TASK STATEMENT:
Look for "tree" in each line of the records, and copy the lines that have it.

Extracted records:
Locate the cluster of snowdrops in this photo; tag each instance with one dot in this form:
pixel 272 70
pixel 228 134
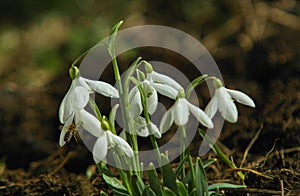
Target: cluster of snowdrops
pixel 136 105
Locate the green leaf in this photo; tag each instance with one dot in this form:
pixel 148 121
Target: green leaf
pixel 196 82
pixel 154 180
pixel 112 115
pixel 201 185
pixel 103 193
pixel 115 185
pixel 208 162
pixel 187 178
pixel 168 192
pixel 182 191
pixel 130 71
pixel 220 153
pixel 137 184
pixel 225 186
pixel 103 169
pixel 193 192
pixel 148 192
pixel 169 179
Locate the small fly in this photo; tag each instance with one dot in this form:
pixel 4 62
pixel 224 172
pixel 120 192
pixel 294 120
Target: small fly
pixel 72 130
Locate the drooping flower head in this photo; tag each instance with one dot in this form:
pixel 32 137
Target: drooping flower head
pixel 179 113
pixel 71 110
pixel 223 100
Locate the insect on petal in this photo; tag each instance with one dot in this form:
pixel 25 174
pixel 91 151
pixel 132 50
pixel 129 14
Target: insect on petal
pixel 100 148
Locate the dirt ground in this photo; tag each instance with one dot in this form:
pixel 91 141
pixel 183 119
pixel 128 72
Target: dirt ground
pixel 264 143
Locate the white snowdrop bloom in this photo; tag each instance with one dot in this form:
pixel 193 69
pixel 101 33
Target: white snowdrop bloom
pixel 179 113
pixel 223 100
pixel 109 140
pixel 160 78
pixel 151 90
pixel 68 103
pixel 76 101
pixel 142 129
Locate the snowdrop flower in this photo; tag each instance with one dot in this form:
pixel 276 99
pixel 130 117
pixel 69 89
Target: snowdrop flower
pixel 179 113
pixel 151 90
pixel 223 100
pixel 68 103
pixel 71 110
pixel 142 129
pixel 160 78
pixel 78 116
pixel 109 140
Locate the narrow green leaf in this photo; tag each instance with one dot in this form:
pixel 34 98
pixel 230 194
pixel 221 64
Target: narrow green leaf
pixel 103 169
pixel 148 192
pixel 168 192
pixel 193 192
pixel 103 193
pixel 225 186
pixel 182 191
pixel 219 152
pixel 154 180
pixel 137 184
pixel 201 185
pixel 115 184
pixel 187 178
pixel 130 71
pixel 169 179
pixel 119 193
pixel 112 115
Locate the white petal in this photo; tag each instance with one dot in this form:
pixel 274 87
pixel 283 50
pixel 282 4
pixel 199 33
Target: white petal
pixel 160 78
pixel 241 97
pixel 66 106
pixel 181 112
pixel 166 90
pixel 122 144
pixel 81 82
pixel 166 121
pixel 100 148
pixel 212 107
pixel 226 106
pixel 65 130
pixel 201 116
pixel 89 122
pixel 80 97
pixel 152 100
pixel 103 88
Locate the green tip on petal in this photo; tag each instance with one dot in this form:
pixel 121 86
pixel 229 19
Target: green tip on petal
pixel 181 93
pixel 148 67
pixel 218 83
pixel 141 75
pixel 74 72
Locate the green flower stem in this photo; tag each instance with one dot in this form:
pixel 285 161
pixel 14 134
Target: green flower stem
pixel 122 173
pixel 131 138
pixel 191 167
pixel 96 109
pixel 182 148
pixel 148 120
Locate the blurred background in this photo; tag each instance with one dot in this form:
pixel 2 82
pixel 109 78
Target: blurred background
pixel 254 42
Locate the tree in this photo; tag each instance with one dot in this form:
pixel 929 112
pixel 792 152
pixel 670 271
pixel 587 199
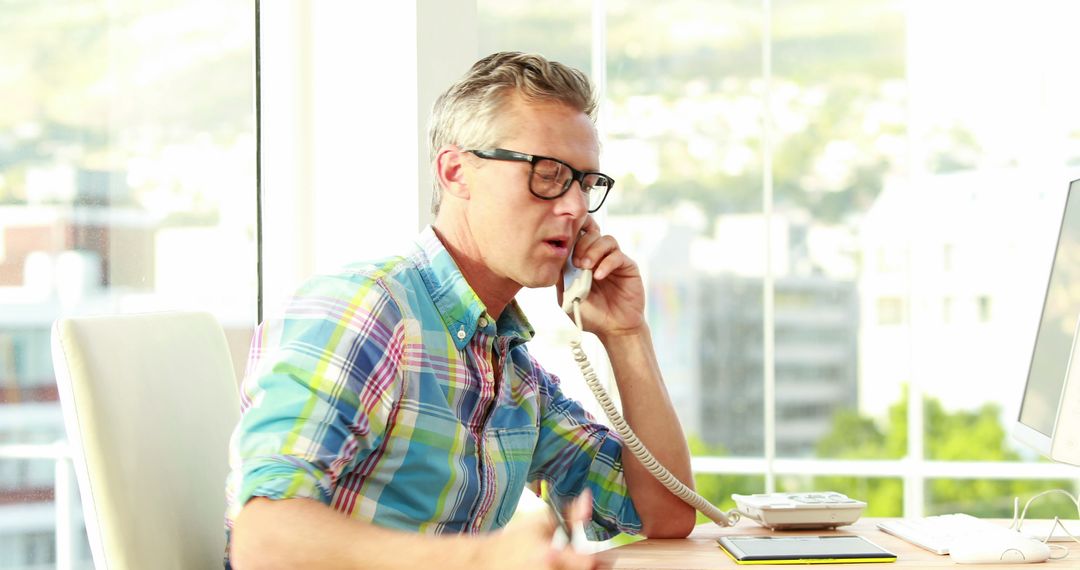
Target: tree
* * *
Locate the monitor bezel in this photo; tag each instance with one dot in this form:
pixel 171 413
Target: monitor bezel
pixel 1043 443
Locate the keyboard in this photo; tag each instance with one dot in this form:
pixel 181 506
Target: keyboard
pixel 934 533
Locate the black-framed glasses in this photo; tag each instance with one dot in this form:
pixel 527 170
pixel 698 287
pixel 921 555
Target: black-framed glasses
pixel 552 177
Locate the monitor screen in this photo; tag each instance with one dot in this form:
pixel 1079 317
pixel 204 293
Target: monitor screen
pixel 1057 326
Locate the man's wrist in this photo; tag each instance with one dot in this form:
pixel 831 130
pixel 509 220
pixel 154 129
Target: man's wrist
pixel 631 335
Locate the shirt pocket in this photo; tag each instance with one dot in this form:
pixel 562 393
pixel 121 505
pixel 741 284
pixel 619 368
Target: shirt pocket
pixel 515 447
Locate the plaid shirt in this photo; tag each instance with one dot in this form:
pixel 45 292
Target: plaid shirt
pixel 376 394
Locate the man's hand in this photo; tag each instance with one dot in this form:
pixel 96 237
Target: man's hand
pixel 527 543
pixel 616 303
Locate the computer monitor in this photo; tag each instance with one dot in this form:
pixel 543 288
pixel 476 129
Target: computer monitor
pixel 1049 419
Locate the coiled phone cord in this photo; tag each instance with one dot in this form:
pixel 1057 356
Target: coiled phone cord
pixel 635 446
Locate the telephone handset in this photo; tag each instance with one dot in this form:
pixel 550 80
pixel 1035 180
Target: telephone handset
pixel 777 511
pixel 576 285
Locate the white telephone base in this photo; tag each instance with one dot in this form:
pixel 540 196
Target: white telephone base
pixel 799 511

RESULT OF THIS TASK:
Locate the tree in this photo; tag each instance with one dot in this form:
Target: tree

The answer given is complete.